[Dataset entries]
-- START --

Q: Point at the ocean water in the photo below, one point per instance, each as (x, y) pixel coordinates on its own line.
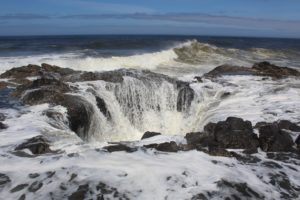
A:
(158, 53)
(144, 102)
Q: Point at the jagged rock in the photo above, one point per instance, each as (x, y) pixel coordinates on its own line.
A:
(33, 175)
(166, 146)
(285, 124)
(201, 139)
(2, 117)
(272, 138)
(149, 134)
(120, 147)
(282, 124)
(258, 69)
(185, 97)
(267, 69)
(22, 197)
(19, 188)
(35, 186)
(233, 133)
(218, 152)
(3, 126)
(80, 111)
(102, 107)
(80, 193)
(229, 70)
(37, 145)
(238, 190)
(4, 85)
(35, 70)
(297, 141)
(4, 179)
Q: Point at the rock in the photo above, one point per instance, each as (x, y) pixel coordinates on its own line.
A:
(80, 193)
(80, 111)
(22, 197)
(22, 72)
(218, 152)
(2, 117)
(297, 141)
(33, 175)
(4, 179)
(166, 146)
(120, 147)
(233, 133)
(267, 69)
(185, 97)
(18, 188)
(37, 145)
(4, 85)
(35, 70)
(229, 70)
(241, 190)
(285, 124)
(258, 69)
(3, 126)
(149, 134)
(272, 138)
(35, 186)
(201, 139)
(102, 107)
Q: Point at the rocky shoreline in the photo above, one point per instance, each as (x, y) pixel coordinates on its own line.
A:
(234, 138)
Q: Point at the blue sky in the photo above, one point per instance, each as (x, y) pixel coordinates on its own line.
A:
(266, 18)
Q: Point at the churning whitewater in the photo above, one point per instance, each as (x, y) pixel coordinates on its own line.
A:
(216, 122)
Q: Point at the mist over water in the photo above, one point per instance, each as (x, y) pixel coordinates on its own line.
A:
(151, 102)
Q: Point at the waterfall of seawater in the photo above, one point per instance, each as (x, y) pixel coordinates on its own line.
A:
(124, 111)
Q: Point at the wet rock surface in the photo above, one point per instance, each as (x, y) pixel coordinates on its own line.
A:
(258, 69)
(272, 138)
(149, 134)
(37, 145)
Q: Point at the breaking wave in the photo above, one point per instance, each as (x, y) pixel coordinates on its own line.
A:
(186, 57)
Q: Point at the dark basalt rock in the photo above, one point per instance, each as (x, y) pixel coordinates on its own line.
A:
(37, 145)
(297, 141)
(233, 133)
(3, 126)
(149, 134)
(102, 107)
(272, 138)
(218, 152)
(4, 85)
(22, 197)
(185, 97)
(258, 69)
(285, 124)
(200, 139)
(4, 179)
(18, 188)
(229, 70)
(2, 117)
(165, 147)
(120, 147)
(241, 190)
(35, 186)
(80, 111)
(35, 70)
(267, 69)
(80, 193)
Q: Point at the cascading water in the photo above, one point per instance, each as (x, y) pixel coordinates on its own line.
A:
(125, 110)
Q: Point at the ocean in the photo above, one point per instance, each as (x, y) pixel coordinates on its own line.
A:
(158, 53)
(57, 125)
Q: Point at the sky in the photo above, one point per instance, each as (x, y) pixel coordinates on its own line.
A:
(254, 18)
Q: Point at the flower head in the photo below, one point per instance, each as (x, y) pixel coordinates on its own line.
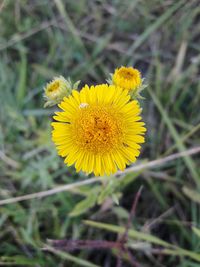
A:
(127, 78)
(57, 89)
(98, 129)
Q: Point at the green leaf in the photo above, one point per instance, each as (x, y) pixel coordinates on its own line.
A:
(196, 231)
(192, 194)
(84, 205)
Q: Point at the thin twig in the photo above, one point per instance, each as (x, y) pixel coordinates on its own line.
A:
(124, 238)
(148, 165)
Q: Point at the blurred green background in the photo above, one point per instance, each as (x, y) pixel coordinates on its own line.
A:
(87, 40)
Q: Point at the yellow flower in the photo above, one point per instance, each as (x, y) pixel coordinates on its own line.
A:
(98, 129)
(57, 89)
(127, 77)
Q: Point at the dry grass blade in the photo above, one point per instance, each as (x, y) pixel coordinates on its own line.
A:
(68, 187)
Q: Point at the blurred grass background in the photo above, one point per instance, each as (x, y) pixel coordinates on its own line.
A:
(86, 40)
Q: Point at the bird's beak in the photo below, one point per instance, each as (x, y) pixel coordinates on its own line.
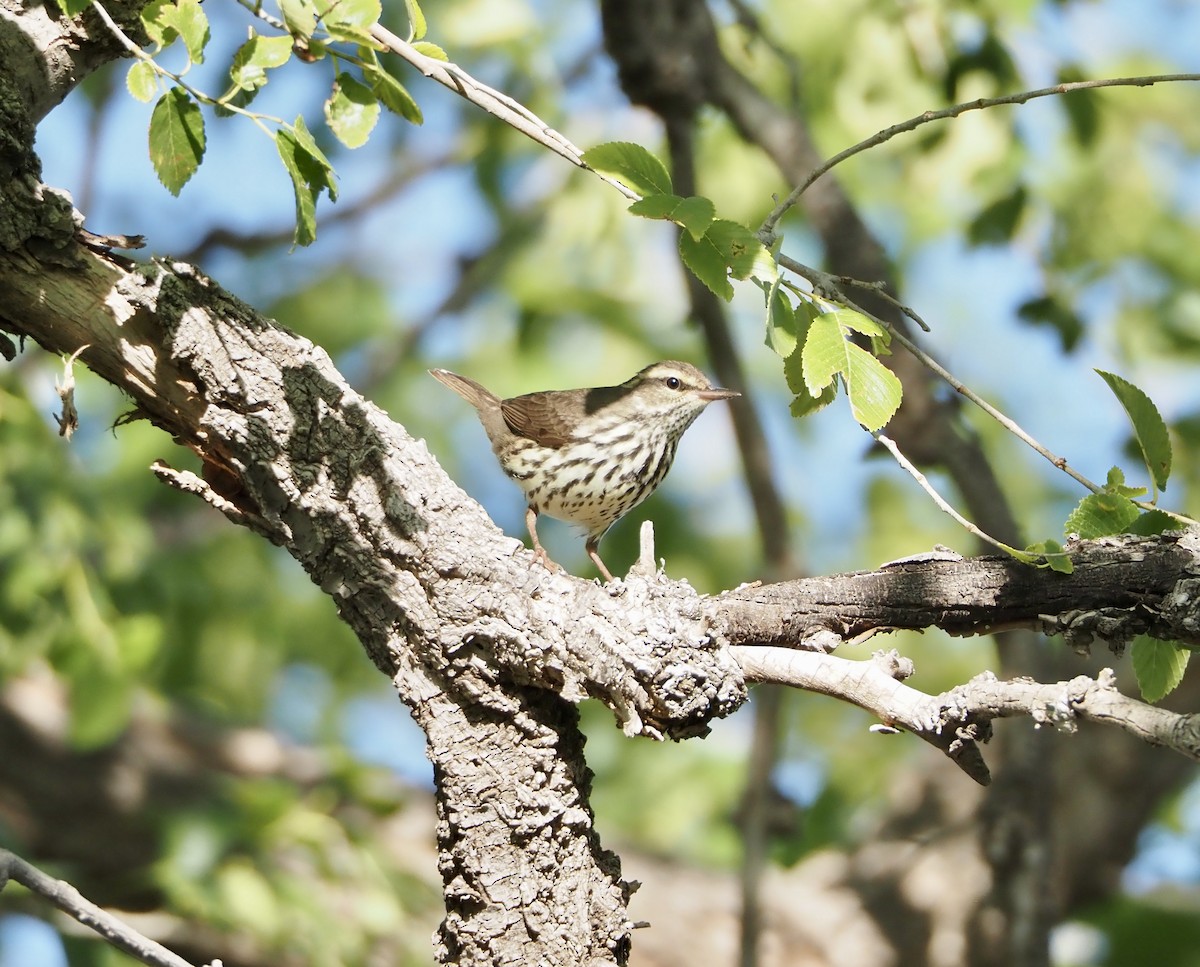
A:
(717, 392)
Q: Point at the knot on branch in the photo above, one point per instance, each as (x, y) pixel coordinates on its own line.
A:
(1114, 626)
(643, 647)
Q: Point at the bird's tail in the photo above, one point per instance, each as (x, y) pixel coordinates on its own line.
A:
(468, 389)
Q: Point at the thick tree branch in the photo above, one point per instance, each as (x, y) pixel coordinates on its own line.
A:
(1121, 587)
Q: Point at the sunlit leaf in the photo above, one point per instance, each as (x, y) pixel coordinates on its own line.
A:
(873, 389)
(1147, 426)
(352, 110)
(177, 138)
(142, 80)
(256, 56)
(631, 164)
(186, 18)
(1099, 515)
(695, 214)
(391, 94)
(1158, 665)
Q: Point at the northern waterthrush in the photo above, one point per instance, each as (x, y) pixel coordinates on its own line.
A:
(591, 456)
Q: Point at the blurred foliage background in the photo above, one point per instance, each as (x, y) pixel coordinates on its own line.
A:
(1038, 241)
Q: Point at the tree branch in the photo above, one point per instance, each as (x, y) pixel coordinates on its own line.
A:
(67, 899)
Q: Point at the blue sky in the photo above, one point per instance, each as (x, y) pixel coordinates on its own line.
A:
(241, 186)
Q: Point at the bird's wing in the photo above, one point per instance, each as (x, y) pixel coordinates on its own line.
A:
(540, 418)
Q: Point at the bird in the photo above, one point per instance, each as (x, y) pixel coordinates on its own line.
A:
(589, 456)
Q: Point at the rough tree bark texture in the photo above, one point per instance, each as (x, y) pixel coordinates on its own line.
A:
(489, 652)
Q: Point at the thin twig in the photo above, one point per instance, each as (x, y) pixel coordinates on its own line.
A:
(942, 503)
(67, 899)
(495, 102)
(768, 226)
(825, 284)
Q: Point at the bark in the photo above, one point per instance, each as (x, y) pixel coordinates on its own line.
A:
(487, 650)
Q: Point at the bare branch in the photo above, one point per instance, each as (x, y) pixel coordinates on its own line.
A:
(955, 720)
(495, 102)
(67, 899)
(886, 134)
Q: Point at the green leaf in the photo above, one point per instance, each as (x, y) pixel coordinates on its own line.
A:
(415, 20)
(1147, 427)
(353, 34)
(142, 80)
(1155, 522)
(310, 172)
(352, 13)
(160, 32)
(431, 50)
(694, 215)
(177, 138)
(1116, 485)
(291, 152)
(630, 163)
(873, 389)
(739, 247)
(391, 94)
(1051, 553)
(1099, 515)
(300, 17)
(706, 262)
(323, 168)
(101, 703)
(804, 404)
(256, 56)
(186, 18)
(352, 110)
(781, 331)
(1159, 666)
(997, 222)
(1050, 311)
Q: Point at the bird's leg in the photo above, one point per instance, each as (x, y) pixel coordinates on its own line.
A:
(539, 552)
(594, 553)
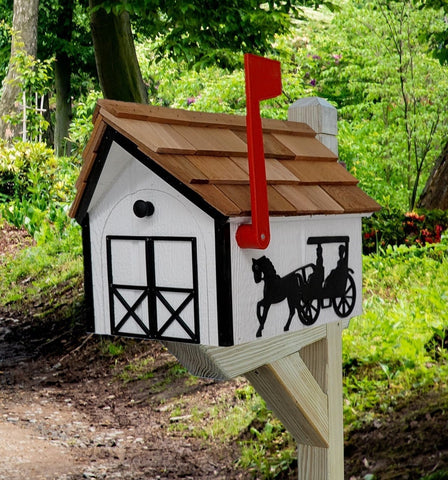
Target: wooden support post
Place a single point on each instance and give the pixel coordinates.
(305, 391)
(318, 463)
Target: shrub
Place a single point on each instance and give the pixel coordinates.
(35, 187)
(391, 226)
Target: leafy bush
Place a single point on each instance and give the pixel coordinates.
(35, 188)
(392, 226)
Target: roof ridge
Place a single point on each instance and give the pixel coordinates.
(175, 116)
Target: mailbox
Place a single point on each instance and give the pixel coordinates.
(161, 196)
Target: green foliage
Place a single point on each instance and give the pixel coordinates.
(392, 226)
(390, 349)
(214, 89)
(372, 61)
(34, 77)
(204, 34)
(39, 269)
(36, 188)
(81, 126)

-- END --

■ What the exercise asks:
Copy out, unchanged, the span of lines beginning with the one that includes "Q: Point at the bird's leg" and running through the final line of the material above. Leave the pictures out.

■ Response to this exercise:
Q: Point at the bird's leg in the photo above, one point per instance, each as (x, y) pixel coordinates on its own line.
A:
(539, 552)
(594, 553)
Target: wooden support post
Place a single point on each instance and give the pixel coordinates.
(305, 391)
(318, 463)
Target: shrub
Place a single point on each instance and give the pixel coordinates.
(35, 187)
(391, 226)
Target: leafy bush
Place a single point on each instance and give the pixel coordinates.
(35, 188)
(392, 226)
Target: roof ridge
Place a single point on each instance and give the pixel coordinates.
(175, 116)
Target: mailbox
Place a single point on each instance and give the pixel coordinates.
(161, 196)
Target: green foliage
Place a single point on each instance and give the pixel coordinates.
(392, 226)
(390, 349)
(214, 89)
(372, 61)
(34, 77)
(204, 34)
(39, 269)
(36, 188)
(81, 126)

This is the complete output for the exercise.